__TO DO__. Collect every line of the data below that contains the word "downspout", and copy each such line in full. Matching is case-sensitive.

Pointing entries for named objects
-- BEGIN --

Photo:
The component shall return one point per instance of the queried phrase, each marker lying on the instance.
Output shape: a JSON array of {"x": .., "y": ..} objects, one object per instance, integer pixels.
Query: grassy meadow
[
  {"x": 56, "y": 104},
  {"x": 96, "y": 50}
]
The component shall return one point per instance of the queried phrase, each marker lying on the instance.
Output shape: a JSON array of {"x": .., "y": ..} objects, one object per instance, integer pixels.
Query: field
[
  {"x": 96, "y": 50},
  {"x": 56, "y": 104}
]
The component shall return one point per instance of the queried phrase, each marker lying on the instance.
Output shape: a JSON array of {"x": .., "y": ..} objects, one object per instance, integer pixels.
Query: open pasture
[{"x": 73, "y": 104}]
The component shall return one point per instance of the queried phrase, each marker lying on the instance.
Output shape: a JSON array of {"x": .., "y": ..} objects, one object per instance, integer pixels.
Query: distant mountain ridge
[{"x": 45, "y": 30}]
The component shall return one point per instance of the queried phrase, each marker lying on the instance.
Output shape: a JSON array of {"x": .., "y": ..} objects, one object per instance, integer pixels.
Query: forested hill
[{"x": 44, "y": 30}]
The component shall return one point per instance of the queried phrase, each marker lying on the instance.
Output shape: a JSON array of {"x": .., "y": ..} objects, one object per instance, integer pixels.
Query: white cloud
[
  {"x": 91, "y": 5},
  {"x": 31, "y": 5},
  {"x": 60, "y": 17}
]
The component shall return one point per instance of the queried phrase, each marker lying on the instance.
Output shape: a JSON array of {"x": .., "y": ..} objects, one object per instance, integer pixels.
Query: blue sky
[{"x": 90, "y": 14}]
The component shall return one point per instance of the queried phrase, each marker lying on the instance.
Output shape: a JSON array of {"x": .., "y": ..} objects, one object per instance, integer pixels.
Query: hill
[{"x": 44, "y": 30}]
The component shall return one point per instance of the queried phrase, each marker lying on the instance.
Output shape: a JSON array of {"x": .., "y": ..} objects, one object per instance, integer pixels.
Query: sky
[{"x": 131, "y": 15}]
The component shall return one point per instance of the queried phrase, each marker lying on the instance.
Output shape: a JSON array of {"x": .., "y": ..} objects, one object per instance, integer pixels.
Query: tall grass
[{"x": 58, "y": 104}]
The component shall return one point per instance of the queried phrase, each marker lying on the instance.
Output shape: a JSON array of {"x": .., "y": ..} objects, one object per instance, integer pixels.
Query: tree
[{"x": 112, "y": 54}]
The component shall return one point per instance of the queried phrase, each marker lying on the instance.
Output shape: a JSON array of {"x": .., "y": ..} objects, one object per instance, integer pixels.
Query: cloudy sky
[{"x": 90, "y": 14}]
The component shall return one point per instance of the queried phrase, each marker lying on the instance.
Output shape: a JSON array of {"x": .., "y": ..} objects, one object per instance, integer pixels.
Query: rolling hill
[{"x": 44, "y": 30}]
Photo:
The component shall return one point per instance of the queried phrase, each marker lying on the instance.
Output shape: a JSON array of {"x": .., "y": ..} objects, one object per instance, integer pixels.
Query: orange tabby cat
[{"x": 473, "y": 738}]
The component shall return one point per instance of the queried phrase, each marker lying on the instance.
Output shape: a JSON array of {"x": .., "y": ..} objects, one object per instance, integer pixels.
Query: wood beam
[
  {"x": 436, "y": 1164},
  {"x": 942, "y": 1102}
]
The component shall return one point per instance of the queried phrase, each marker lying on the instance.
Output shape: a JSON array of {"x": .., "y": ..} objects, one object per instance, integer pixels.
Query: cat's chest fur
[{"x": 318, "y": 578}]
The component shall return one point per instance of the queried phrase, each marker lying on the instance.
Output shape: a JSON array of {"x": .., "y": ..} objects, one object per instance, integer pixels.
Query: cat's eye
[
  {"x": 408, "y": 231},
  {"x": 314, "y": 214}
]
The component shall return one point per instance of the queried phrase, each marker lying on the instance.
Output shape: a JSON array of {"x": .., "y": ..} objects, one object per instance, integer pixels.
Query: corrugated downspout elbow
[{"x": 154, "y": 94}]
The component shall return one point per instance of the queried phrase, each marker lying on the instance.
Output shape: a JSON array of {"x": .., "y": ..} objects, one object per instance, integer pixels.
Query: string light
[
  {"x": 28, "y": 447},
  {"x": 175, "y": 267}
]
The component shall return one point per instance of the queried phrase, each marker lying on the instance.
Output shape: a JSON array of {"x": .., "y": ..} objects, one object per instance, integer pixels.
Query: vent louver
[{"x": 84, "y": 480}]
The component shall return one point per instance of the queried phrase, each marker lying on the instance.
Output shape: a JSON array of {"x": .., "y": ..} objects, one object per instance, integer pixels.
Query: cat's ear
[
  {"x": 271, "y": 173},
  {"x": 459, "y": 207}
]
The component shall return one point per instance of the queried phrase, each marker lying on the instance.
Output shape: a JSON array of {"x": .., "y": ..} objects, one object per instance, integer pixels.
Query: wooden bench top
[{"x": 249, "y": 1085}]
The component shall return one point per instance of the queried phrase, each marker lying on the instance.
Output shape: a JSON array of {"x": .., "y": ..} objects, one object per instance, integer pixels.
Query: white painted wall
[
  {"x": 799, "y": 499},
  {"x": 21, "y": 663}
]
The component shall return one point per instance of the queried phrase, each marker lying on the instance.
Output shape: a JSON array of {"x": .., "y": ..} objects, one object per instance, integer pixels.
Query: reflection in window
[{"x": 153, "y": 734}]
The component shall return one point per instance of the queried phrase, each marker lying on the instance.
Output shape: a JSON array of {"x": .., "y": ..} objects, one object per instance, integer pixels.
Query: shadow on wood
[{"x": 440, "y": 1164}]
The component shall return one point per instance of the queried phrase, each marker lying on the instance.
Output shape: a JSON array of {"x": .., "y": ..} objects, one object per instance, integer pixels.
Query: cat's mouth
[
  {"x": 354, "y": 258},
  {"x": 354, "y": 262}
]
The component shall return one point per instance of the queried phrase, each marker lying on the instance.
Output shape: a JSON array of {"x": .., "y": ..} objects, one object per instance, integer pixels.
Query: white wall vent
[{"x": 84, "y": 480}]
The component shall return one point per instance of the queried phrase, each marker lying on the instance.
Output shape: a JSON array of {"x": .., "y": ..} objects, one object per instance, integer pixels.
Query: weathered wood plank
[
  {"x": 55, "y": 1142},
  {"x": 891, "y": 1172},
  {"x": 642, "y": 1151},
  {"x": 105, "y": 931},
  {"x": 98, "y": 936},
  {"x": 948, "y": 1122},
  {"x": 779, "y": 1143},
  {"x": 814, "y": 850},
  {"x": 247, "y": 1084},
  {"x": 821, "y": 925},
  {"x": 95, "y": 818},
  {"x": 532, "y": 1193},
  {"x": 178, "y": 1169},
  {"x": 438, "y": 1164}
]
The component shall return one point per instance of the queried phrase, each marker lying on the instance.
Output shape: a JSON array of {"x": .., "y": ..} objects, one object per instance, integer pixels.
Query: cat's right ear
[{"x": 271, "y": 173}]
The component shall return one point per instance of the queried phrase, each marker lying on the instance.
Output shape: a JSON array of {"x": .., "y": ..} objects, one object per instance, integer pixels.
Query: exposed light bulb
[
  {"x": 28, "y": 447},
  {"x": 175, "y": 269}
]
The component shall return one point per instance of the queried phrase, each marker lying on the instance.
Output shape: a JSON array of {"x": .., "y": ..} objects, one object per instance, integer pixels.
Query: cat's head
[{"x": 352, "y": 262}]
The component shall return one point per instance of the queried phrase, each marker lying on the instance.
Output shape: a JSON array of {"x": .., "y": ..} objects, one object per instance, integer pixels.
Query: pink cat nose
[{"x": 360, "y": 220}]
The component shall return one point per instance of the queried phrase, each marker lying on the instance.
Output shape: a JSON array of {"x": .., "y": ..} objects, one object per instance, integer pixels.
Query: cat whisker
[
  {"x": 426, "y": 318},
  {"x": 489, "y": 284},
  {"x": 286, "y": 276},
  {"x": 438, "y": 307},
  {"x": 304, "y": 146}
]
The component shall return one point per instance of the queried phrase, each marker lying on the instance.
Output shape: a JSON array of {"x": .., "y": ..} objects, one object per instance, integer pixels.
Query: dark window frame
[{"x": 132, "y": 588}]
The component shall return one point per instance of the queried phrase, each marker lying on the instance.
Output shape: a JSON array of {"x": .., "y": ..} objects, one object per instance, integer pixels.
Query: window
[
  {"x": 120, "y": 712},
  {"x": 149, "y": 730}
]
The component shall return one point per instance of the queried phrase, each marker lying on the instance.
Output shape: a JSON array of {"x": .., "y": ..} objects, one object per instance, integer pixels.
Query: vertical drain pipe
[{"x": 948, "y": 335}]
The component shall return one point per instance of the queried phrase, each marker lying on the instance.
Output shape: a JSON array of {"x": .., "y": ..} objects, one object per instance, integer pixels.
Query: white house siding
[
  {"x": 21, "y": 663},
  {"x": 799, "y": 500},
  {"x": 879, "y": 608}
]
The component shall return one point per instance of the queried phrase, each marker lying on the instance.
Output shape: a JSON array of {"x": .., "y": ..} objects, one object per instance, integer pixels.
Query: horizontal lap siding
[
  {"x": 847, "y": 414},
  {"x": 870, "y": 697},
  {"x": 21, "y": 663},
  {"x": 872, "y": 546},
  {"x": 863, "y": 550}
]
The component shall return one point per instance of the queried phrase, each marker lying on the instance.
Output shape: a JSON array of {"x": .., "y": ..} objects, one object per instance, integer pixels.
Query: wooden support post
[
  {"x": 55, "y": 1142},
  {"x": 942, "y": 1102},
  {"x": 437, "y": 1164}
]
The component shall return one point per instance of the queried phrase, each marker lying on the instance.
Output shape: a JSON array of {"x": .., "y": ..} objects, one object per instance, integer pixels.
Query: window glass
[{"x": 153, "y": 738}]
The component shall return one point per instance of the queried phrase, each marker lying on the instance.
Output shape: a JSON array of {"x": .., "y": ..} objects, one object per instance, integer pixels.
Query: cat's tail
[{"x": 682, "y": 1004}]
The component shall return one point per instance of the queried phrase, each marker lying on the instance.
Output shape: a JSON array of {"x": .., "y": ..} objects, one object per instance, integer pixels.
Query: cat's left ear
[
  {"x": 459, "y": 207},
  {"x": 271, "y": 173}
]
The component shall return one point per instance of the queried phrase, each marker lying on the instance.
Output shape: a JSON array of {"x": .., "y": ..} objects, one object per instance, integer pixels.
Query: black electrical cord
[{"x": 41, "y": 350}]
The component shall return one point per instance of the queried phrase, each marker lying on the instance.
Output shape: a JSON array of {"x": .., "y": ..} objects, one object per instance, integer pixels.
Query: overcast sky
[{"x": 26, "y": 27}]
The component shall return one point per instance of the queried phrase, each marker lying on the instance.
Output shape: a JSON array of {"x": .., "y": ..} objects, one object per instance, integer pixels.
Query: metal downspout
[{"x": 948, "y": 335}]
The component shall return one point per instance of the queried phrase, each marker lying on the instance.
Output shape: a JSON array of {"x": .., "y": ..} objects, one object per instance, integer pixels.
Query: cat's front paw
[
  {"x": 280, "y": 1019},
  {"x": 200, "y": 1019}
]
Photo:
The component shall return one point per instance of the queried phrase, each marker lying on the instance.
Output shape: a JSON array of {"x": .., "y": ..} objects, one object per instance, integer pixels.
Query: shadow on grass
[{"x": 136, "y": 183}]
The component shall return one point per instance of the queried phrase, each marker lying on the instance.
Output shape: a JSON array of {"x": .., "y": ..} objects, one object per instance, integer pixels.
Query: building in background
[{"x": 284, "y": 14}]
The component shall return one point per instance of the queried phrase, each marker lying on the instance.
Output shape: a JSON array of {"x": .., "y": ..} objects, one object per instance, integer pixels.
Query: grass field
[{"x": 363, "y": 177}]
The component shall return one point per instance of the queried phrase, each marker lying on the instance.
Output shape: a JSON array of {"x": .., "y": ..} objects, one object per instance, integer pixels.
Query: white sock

-- END --

__SOLUTION TO THIS EXERCISE__.
Query: corrugated downspout elbow
Query: metal downspout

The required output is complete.